BRIEF> The answer must consist of the entire listing, repeated exactly.

** Opening RECORDS FOR THE TASK block **

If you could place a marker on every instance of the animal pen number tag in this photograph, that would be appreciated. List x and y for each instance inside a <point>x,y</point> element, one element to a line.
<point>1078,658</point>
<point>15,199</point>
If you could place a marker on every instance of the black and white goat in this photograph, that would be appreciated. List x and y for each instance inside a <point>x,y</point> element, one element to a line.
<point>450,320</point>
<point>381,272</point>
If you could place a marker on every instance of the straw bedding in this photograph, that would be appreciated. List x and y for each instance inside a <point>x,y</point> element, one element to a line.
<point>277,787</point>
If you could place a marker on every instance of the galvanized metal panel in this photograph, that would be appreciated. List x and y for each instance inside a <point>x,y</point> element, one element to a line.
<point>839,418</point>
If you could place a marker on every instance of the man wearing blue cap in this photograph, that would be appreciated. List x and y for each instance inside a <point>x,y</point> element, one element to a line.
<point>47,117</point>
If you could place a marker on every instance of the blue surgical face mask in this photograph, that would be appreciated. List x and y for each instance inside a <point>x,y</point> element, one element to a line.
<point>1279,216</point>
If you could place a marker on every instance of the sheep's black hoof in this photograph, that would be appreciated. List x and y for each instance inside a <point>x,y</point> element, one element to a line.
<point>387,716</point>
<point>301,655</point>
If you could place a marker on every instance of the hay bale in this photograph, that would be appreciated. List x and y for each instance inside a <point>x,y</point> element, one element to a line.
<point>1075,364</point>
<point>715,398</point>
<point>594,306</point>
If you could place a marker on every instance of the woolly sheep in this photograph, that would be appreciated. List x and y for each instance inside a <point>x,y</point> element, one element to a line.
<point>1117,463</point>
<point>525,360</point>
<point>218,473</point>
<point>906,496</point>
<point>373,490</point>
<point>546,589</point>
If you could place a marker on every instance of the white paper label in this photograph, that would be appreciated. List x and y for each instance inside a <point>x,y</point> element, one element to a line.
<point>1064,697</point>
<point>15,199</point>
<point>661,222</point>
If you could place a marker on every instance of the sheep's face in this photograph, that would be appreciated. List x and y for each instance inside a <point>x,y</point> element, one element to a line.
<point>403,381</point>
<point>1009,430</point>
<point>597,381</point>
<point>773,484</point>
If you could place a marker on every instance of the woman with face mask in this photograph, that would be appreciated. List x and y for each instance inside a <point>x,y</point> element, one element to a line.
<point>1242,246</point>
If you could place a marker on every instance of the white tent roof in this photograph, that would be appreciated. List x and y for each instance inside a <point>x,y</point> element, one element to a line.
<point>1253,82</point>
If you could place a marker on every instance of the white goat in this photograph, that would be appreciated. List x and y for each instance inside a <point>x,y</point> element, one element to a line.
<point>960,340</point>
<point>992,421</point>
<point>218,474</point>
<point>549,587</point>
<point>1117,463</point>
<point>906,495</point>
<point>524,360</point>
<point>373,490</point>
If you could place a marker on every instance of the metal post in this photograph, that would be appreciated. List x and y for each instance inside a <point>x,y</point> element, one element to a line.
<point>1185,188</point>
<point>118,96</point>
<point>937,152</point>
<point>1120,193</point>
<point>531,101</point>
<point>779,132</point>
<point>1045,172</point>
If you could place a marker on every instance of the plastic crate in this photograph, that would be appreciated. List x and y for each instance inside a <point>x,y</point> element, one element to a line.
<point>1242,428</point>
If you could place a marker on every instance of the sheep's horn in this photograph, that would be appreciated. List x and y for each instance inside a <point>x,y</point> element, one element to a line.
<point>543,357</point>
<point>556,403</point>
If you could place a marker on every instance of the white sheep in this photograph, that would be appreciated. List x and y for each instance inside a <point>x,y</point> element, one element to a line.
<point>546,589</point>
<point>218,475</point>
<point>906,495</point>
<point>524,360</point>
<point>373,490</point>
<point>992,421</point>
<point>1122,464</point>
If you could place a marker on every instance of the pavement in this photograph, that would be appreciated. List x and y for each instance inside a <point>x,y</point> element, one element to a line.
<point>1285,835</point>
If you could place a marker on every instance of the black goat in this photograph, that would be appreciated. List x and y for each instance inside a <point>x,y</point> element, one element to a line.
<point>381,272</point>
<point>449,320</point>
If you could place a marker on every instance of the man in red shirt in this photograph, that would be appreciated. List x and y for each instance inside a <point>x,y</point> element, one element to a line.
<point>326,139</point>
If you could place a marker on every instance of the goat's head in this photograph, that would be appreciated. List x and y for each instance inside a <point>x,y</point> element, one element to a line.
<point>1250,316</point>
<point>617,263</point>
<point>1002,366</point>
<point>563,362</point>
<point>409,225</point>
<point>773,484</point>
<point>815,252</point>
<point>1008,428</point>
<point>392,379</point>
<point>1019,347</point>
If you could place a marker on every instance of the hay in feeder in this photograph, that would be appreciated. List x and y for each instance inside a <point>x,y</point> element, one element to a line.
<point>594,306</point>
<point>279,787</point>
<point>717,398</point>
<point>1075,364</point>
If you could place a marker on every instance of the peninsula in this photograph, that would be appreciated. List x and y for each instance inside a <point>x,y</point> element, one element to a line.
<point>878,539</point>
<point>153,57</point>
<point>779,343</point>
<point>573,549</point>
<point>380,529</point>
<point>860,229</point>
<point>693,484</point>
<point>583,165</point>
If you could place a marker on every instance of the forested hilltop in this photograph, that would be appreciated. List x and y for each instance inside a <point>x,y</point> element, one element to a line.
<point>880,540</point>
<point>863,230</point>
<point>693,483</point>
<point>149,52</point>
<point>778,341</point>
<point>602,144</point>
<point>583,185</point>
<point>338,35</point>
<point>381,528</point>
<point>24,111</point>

** Closing RECORDS FOR THE TASK block **

REPLY TO THE EXERCISE>
If you could place a marker on every instance of the animal pen number tag in this photograph, that would be appreciated. List x and y for each instance inside a <point>x,y</point> element, one element to a line.
<point>1078,658</point>
<point>15,199</point>
If you could place a marker on every instance of the black and white goat in this photograph, that would be appreciated. List x and y for each instance inside a <point>x,y</point> element, one element to a line.
<point>450,320</point>
<point>381,272</point>
If you could place a marker on every instance of the straw bedding in this photograph, that would be appreciated. List x and y for each instance inside a <point>x,y</point> element, one element to a line.
<point>277,787</point>
If you could place a marker on every instance of the galvanized metal panel in this photograph, that would be appreciated. List x and y for each instance inside a <point>x,y</point> element, one element to a line.
<point>839,418</point>
If you could place a marker on every instance of the man wearing blue cap in this photograph, that would be appreciated. List x and y for each instance inside a <point>x,y</point> element, one element to a line.
<point>47,117</point>
If you could place a marker on every instance of the blue surgical face mask in this photograph, that would be appreciated. List x and y for each instance inside a <point>x,y</point> element, one element to a line.
<point>1279,216</point>
If you could place a marker on every instance of the sheep's black hoof in this photograph, that would be appreciated. List x and y for each instance inside a <point>x,y</point> element, one element to a line.
<point>387,716</point>
<point>301,655</point>
If you could place a marker on every instance of the hay bale in this photograph, that would be appreciated. List x and y for each instance inside a <point>x,y</point> element, one element to a line.
<point>1075,364</point>
<point>715,398</point>
<point>594,306</point>
If you could place a marker on every instance of the woolly sheep in this photograph, that would be appreciated. List x and y for each instance inside a <point>x,y</point> element, one element to a line.
<point>1117,463</point>
<point>525,360</point>
<point>218,473</point>
<point>906,496</point>
<point>373,490</point>
<point>546,589</point>
If you could place a marker on every instance of the white paper label in this photograph, that would be appreciated. List x and y for each instance inside a <point>x,y</point> element, one element to a line.
<point>1064,697</point>
<point>15,199</point>
<point>661,222</point>
If you could place a marker on every instance of the sheep's face in this photograph, that would be appreciated. List x and y for each instance inside a <point>x,y</point> element, one element to a line.
<point>403,381</point>
<point>1009,430</point>
<point>597,381</point>
<point>773,484</point>
If you could place a marker on every instance of the woman with face mask in this photograph, that would be appreciated. List x and y for each instance inside a <point>x,y</point> element, one element to a line.
<point>1242,246</point>
If you could place a marker on every instance of the white tent roof in this photograph, that would be appreciated. List x and y for each instance inside a <point>x,y</point> element, one element to a line.
<point>1253,82</point>
If you could place a marker on every instance of the white goat in this photograph, that would be appreciated. List x and y for each instance inside a <point>x,y</point> element, one element to a line.
<point>960,340</point>
<point>992,421</point>
<point>218,474</point>
<point>549,587</point>
<point>1117,463</point>
<point>906,495</point>
<point>524,360</point>
<point>373,490</point>
If you could place a marker on every instance of the metal post in this photograph, that would be appreciated. List x and y for each instance inside a <point>x,y</point> element, one element to a line.
<point>1185,188</point>
<point>118,96</point>
<point>937,152</point>
<point>1120,193</point>
<point>531,101</point>
<point>779,132</point>
<point>1045,172</point>
If you could place a marker on every instance of the plastic crate in this photograph, that would be appreciated. List x and y for each instance inside a <point>x,y</point> element, one element to a line.
<point>1242,428</point>
If you could place a marker on every instance of the sheep's horn in this photograph, that would be appreciated. List x and y for each instance inside a <point>x,y</point> element, one element to a line.
<point>543,357</point>
<point>556,403</point>
If you could place a marker on every instance of the white sheep in this photograph, that would be appreciated. List x and y for each instance inside a <point>x,y</point> element, one element to a line.
<point>546,589</point>
<point>218,475</point>
<point>906,495</point>
<point>524,360</point>
<point>373,490</point>
<point>992,421</point>
<point>1122,464</point>
If you could place a marker on every instance of the pavement in this photograph, that would be appreciated. List x and y for each instance inside a <point>x,y</point> element, one element to a line.
<point>1285,835</point>
If you could place a marker on every instance of the black goat in this photograph, that would be appreciated. List x and y for each instance inside a <point>x,y</point> element, one element to a line.
<point>381,272</point>
<point>449,320</point>
If you could place a marker on every instance of the man in red shirt in this photograph, that would be appreciated. List x and y for each instance inside a <point>x,y</point> element, one element to a line.
<point>326,139</point>
If you could place a marker on every instance of the goat's head in this photograph, that would be appreciated. List x and y for each instance inside a <point>x,y</point> element, one element to a line.
<point>1250,316</point>
<point>617,263</point>
<point>1002,366</point>
<point>563,362</point>
<point>409,225</point>
<point>773,484</point>
<point>815,252</point>
<point>1008,428</point>
<point>392,379</point>
<point>1019,347</point>
If you could place a marker on every instance of the hay in feeder in this photograph, that would be appreciated. List x and y for each instance inside a <point>x,y</point> element, one element to a line.
<point>594,306</point>
<point>279,787</point>
<point>717,398</point>
<point>1075,364</point>
If you could place a marker on every instance of the peninsula in this photograph, that would be appreciated. List x and y for each instance inside a <point>x,y</point> element, one element to a line.
<point>878,539</point>
<point>153,57</point>
<point>779,343</point>
<point>573,549</point>
<point>380,529</point>
<point>860,229</point>
<point>693,484</point>
<point>583,165</point>
If you could place a marker on every instance of the forested hilltop in this photograph, that would be appreciated. List x and y for each instance inside a <point>x,y</point> element, one element to a line.
<point>880,540</point>
<point>863,230</point>
<point>693,483</point>
<point>149,52</point>
<point>778,341</point>
<point>602,144</point>
<point>583,185</point>
<point>338,35</point>
<point>381,528</point>
<point>24,111</point>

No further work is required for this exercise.